WRITTEN EXERCISE:
Extract exactly the range of lines bounded by the line containing "[outline] background vegetation, every" and the final line of the listing, both ends included, and no other lines.

Items from a data source
-*-*-
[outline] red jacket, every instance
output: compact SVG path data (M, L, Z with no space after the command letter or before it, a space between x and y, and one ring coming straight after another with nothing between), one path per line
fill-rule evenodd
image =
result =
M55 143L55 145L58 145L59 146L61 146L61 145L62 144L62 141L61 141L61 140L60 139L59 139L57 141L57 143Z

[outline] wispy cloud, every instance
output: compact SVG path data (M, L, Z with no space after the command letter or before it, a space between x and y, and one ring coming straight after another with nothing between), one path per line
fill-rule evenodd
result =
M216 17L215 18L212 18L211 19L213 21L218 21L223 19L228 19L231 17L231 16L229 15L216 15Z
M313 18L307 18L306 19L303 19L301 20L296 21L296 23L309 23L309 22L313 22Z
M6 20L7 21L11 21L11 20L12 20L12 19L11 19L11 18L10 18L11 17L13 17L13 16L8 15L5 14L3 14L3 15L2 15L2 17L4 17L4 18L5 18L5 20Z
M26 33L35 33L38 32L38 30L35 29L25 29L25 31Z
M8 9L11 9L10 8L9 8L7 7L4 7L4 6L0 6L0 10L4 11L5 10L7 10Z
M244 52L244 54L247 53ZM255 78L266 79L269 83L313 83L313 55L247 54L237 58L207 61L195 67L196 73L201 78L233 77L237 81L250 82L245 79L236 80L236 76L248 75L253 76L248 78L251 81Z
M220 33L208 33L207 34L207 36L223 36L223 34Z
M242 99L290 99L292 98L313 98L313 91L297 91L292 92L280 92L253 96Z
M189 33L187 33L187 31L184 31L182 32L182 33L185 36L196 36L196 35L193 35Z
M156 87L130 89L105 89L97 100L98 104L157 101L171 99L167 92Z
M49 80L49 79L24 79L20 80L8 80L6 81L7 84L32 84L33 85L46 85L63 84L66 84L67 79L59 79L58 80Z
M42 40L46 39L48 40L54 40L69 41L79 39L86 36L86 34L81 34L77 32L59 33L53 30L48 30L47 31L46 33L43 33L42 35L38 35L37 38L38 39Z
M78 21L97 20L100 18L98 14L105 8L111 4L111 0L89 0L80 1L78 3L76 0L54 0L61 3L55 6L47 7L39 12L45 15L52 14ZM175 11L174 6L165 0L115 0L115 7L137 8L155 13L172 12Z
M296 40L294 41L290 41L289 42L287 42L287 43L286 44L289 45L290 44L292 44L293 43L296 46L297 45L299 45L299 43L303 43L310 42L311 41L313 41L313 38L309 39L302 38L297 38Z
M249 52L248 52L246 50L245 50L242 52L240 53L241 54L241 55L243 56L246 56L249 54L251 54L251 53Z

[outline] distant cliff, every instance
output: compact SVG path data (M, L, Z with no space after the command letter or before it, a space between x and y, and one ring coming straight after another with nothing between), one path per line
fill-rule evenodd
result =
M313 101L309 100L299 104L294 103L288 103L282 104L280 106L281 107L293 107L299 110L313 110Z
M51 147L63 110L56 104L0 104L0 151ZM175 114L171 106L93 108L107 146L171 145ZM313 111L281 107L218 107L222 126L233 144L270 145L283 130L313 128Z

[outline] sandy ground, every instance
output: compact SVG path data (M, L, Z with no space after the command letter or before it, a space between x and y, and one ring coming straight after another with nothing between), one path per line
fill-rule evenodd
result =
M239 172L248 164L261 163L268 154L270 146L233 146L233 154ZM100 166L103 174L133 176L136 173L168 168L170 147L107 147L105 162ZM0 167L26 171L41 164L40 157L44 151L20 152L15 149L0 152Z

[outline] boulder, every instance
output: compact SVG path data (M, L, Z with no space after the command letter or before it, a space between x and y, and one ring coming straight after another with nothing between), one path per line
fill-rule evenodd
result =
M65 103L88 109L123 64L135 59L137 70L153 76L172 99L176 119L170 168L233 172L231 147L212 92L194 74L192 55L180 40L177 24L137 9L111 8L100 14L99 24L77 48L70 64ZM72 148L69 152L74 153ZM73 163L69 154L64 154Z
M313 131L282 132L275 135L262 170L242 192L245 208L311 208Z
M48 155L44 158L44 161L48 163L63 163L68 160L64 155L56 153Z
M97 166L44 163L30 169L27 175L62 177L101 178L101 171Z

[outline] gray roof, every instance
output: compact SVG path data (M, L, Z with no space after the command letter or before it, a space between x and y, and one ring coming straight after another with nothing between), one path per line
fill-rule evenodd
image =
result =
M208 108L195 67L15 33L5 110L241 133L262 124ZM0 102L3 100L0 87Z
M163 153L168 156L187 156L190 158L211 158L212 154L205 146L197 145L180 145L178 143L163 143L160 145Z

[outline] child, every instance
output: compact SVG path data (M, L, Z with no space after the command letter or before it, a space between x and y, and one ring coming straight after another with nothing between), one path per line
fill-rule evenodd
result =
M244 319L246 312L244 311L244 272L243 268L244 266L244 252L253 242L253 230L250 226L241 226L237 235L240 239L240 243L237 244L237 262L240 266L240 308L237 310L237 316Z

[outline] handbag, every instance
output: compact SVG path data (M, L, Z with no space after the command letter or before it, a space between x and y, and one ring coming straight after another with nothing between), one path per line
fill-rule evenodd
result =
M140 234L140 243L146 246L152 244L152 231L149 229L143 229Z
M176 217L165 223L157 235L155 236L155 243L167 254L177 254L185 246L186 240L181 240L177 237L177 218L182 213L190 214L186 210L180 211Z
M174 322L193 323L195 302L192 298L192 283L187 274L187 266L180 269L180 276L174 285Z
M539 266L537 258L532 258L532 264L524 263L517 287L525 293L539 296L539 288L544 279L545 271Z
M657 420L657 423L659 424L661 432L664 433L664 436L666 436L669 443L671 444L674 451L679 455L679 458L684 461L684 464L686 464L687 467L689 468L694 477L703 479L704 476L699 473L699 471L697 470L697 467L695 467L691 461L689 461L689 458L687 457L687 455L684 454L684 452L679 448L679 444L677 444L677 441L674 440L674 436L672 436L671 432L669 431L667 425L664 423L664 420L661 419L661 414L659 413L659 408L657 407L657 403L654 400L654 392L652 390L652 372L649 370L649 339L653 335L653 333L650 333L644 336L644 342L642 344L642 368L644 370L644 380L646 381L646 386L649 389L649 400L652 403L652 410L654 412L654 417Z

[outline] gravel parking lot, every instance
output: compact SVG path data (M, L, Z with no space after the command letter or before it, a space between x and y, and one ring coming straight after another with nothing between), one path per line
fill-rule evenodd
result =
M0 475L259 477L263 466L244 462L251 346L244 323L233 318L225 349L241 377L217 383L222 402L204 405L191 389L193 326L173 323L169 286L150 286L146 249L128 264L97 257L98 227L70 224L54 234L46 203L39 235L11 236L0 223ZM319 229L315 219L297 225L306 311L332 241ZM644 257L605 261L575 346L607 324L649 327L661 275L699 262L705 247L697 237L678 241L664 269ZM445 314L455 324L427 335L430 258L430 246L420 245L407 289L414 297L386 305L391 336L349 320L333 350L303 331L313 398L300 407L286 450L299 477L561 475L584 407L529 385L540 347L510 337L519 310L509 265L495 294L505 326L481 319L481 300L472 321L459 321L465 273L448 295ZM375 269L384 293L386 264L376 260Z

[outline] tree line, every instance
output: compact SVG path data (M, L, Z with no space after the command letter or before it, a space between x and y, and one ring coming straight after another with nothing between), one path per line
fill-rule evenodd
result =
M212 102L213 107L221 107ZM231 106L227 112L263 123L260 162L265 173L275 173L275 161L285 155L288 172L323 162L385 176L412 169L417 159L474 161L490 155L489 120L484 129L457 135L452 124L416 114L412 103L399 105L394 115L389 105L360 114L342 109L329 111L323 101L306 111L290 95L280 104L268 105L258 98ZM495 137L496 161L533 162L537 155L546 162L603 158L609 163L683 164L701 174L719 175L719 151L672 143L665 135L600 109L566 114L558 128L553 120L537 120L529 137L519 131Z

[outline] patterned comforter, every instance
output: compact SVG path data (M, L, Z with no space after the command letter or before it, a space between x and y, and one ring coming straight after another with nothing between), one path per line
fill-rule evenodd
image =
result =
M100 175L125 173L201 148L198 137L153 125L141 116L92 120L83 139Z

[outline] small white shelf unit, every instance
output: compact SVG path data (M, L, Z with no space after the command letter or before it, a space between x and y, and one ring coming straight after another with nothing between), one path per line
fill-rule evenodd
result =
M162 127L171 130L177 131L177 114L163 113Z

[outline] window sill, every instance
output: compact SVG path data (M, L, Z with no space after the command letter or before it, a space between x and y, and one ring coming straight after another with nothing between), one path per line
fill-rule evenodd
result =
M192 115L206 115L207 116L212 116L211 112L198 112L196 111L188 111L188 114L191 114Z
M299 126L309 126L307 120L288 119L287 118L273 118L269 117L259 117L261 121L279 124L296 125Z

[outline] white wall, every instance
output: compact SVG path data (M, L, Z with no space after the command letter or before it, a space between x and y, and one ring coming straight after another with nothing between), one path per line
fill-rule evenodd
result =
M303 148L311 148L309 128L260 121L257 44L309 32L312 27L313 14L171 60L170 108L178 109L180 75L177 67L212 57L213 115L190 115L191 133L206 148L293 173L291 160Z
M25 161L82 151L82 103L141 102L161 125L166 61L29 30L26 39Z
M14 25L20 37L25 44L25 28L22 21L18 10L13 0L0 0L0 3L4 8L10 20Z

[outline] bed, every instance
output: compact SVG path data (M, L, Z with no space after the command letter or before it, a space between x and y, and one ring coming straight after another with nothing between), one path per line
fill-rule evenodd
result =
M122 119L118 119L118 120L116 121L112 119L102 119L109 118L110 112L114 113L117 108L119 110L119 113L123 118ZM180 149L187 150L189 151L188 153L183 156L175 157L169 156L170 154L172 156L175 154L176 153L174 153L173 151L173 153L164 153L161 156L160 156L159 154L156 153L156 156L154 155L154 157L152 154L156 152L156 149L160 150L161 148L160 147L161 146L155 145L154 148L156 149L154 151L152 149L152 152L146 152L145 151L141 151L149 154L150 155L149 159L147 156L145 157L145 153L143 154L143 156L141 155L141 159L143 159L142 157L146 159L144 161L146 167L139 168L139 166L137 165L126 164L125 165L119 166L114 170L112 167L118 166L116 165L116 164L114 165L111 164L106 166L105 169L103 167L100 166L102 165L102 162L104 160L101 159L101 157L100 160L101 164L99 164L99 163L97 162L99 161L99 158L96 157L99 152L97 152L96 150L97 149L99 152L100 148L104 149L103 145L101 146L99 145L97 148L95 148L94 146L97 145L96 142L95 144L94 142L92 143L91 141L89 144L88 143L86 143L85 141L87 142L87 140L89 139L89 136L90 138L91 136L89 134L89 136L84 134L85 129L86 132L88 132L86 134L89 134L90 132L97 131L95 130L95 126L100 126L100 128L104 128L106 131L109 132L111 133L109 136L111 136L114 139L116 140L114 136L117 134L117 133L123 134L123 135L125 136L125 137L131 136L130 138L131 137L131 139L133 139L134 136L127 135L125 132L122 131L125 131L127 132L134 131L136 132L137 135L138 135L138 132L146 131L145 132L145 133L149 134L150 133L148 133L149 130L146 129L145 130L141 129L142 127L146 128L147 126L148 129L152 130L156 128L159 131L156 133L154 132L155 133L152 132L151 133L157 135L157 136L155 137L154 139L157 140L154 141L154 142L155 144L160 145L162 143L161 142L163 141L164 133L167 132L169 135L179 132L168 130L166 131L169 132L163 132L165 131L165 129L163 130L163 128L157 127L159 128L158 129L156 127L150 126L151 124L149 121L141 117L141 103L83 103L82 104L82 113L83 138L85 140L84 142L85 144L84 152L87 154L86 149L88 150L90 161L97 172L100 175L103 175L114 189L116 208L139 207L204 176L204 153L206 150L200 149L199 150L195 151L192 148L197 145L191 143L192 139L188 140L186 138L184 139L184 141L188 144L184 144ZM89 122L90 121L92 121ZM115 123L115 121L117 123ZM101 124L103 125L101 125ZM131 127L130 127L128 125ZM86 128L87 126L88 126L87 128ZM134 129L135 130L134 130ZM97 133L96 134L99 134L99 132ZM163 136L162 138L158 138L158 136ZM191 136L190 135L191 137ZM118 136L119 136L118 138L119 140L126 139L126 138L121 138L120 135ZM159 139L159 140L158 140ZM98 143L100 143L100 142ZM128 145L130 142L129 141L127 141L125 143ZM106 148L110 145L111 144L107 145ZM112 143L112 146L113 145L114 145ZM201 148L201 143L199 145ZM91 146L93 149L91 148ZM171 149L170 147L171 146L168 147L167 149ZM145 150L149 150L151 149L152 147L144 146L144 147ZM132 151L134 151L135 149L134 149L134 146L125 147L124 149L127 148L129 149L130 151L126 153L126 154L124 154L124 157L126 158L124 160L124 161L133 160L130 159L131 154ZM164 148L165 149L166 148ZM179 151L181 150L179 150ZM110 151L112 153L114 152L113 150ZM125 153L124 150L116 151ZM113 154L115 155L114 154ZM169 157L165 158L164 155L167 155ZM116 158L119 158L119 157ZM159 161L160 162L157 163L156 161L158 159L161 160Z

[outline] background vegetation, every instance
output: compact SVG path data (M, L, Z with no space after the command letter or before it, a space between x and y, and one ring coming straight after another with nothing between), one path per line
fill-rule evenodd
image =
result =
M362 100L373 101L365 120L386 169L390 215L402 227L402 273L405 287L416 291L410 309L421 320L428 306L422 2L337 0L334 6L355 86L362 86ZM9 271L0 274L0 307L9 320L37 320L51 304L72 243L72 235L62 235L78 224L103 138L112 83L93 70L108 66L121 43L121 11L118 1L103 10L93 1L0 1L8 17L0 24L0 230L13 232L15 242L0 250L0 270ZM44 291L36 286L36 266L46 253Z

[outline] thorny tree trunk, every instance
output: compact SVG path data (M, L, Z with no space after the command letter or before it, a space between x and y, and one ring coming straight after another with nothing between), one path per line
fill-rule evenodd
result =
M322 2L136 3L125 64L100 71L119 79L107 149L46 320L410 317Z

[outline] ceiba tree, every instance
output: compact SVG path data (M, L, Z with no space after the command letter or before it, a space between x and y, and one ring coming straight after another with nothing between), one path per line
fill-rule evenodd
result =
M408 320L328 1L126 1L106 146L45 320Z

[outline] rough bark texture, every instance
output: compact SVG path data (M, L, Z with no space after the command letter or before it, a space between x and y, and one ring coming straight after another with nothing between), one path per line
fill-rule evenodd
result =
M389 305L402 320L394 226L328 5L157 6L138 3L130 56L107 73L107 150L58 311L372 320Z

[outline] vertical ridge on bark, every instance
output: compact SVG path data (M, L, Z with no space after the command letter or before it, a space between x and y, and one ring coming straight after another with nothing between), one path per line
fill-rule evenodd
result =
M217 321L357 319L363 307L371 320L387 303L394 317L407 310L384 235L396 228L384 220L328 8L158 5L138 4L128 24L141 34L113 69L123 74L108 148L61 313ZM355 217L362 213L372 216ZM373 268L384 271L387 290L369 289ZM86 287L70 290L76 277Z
-*-*-
FINAL ANSWER:
[outline] background vegetation, every instance
output: compact SVG path data (M, L, Z with no space after the command letter or before it, a space between x and y, and one ring coming straight after another with nothing between), one path per line
fill-rule evenodd
image =
result =
M362 100L373 101L365 120L386 169L390 215L402 227L402 273L405 287L416 291L410 309L421 320L428 306L422 2L337 0L334 6L355 86L362 86ZM9 271L0 274L0 307L9 320L37 320L51 304L72 243L72 235L62 235L78 224L103 138L112 83L93 70L108 66L121 43L121 11L118 1L103 10L93 1L0 1L8 17L0 24L0 230L13 232L15 242L0 250L0 270ZM44 291L36 286L36 266L46 253Z

[outline] thorny tree trunk, every instance
output: compact SVG path data (M, L, Z with no space after the command letter or before it, a space between x and y, and one ring coming straight after another with nothing between), one path per line
fill-rule evenodd
result =
M322 2L136 3L125 64L100 71L119 79L107 149L46 320L410 317Z

[outline] ceiba tree, every instance
output: compact SVG path data (M, L, Z with no space after the command letter or before it, a space between x and y, and one ring coming straight after another with nothing between), one path per line
fill-rule evenodd
result =
M408 320L328 1L126 1L106 146L45 320Z

[outline] rough bark texture, every instance
output: compact SVG path data (M, L, Z with no space after the command letter or before it, a space between x and y, and one ring coming straight after another with nothing between), one path per line
fill-rule evenodd
result =
M389 305L402 320L394 226L328 5L157 6L138 3L130 56L107 73L107 150L58 311L372 320Z

[outline] vertical ridge on bark, every instance
output: compact SVG path data (M, L, Z with no space after the command letter or before it, a space between x and y, and one ring coming straight after another with nothing between), one path per line
fill-rule evenodd
result =
M217 321L357 319L363 307L371 320L387 303L394 317L407 310L384 235L396 228L384 220L328 8L158 5L138 4L128 24L141 34L113 69L123 74L108 148L61 313ZM355 217L362 213L372 216ZM373 268L384 271L387 290L369 289ZM86 287L70 290L76 277Z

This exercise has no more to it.